_Directions_
Please return every line of the records below word for word, leaving out the pictures.

_Material supplied_
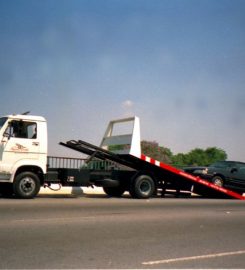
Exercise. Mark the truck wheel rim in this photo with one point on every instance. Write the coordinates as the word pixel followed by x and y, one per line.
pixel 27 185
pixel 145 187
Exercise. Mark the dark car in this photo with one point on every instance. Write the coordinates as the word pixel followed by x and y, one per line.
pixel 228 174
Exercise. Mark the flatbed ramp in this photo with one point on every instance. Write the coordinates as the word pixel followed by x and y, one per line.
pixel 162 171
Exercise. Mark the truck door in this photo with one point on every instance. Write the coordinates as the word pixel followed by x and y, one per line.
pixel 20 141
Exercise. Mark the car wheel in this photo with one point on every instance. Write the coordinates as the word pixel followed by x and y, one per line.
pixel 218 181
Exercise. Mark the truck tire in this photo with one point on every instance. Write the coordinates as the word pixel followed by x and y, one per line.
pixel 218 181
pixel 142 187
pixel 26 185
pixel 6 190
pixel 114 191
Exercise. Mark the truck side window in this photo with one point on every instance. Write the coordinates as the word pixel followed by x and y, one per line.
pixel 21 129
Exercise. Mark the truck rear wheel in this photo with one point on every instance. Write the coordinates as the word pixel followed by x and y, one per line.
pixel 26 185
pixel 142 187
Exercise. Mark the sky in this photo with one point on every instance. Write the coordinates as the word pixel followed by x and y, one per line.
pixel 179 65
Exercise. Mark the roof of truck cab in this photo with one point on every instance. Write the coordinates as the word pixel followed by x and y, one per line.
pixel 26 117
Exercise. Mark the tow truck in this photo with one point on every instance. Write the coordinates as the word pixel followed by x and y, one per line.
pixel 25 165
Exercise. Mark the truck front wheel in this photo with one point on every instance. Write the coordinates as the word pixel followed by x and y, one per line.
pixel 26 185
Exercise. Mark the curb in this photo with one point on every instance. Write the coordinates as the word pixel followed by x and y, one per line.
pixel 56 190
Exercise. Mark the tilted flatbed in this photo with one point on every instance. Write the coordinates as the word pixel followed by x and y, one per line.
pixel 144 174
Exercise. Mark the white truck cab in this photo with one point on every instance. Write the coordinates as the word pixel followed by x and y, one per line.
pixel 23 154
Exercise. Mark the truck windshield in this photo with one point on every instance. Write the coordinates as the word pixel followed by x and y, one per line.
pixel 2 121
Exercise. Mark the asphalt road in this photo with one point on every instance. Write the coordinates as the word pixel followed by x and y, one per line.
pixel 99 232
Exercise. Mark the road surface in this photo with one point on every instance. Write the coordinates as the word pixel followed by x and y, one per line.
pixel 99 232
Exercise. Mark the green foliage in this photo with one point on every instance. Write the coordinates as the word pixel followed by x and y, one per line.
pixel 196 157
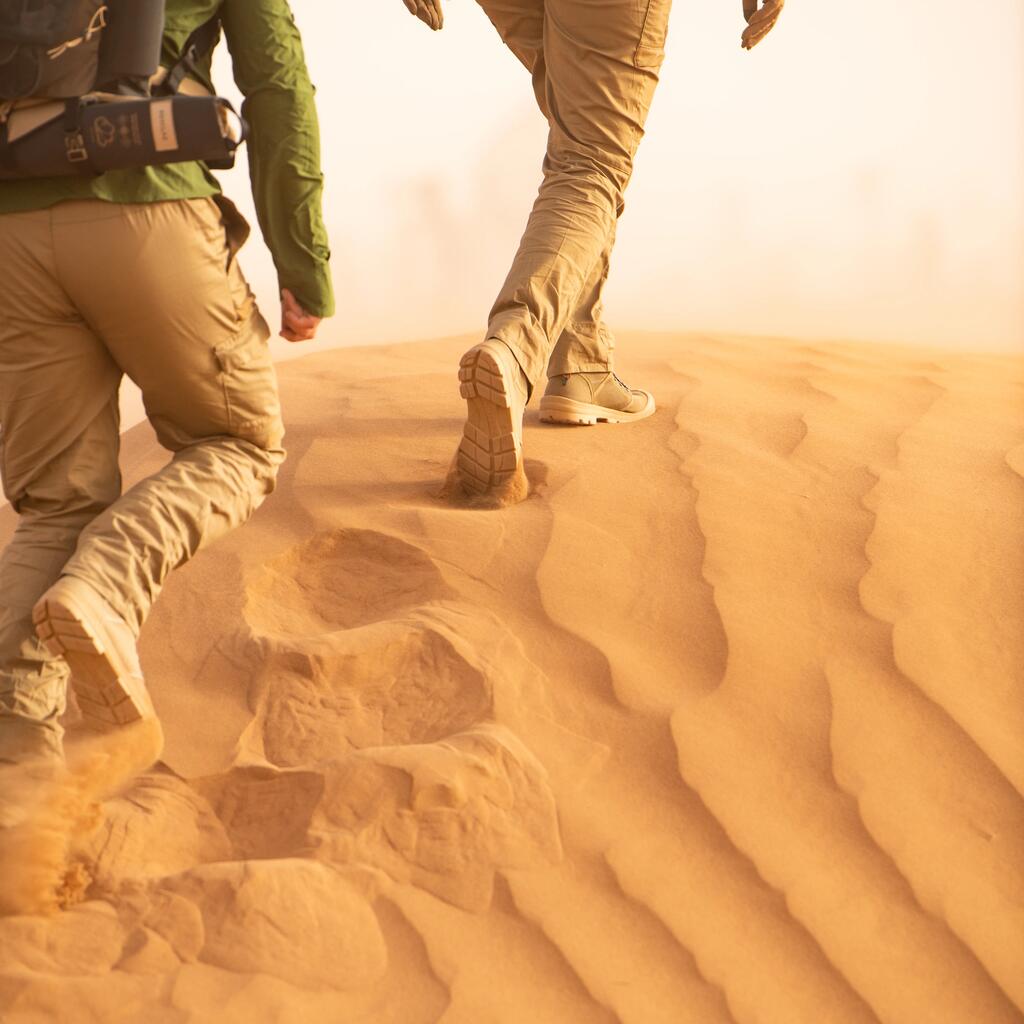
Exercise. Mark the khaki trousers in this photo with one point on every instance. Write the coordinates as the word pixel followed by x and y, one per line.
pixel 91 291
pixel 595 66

_Solution to this exercise_
Exercise. Mark the truck wheel rim in this photo with one point on every instance. Write the coordinates as the word pixel followed by x and y, one per line.
pixel 27 185
pixel 145 187
Exercise. Mark the dark car in this photo with one point on every instance. Write the coordinates as the word pixel followed by x and y, one per line.
pixel 228 174
Exercise. Mark the flatbed ramp in this photo with one point on every instance. Write the coordinates as the word pixel followed by x and y, one per line.
pixel 162 171
Exercise. Mark the truck door in this photo with one point on every instance. Write the coordinates as the word pixel followed by x and y, one per line.
pixel 20 141
Exercise. Mark the car wheel in this photo with one point on every instance. Write the coordinates as the word pixel followed by x and y, one per line.
pixel 218 181
Exercise. Mark the truck tire in this photo with one point on every instance. Write the coordinates as the word pixel followed by x and y, one per line.
pixel 218 181
pixel 142 187
pixel 26 185
pixel 6 190
pixel 114 191
Exercise. Mark the truck side window in this photo with one point on every instance. Write the coordinates as the word pixel followed by x and y, one per line.
pixel 21 129
Exercise. Mark the truck rear wheel in this photo with one point on every instance. Write the coordinates as the word pixel followed by x and y, one per line.
pixel 26 185
pixel 142 187
Exercise. Mark the sky in this photo with one point on every instance. Write the coordinates as the word pixel followed by x and y, one per line.
pixel 179 65
Exercise. Mark the roof of truck cab in this photo with one point on every instance. Write the coordinates as the word pixel followed by x and y, one per line.
pixel 26 117
Exercise. Mark the tow truck in this photo with one point on every instance. Write the coordinates as the word pixel followed by x and y, one per line.
pixel 25 165
Exercise. Mark the truck front wheel in this photo with one point on every instance. Write the coordinates as the word pixel followed by x and y, one per line.
pixel 26 185
Exercise. Mark the curb in this photo with one point on every instance. Write the coordinates as the word pixel followed by x and y, one per line.
pixel 56 190
Exercise. Mark the tilted flatbed in this photo with one point on every instance. Write the coordinates as the word pixel followed by x and y, one per line.
pixel 144 174
Exercise. Mark the white truck cab in this photo with one point on every instance. Write the coordinates as the word pixel followed by x and y, one per line.
pixel 23 154
Exercise. Mark the truck windshield in this photo with one point on every instance. Write the coordinates as the word pixel followed by x and y, one per line.
pixel 2 121
Exercise. Mark the asphalt road in this photo with one point on every instance. Write the coordinates as the word pixel followed by x and y, one per line.
pixel 99 232
Exercise. Mark the road surface in this photo with one point on every instance. Write the coordinates as the word pixel followed by x and y, one per line.
pixel 99 232
Exercise. Mark the green foliage in this photo with one point on every instance. Write the coordinates as the word pixel followed by x and y, one per line.
pixel 196 157
Exercise. Mark the khaki trousers in this photo with one point on every instance. Write the coordinates as the word pixel followed by x and y, one per line.
pixel 91 291
pixel 595 66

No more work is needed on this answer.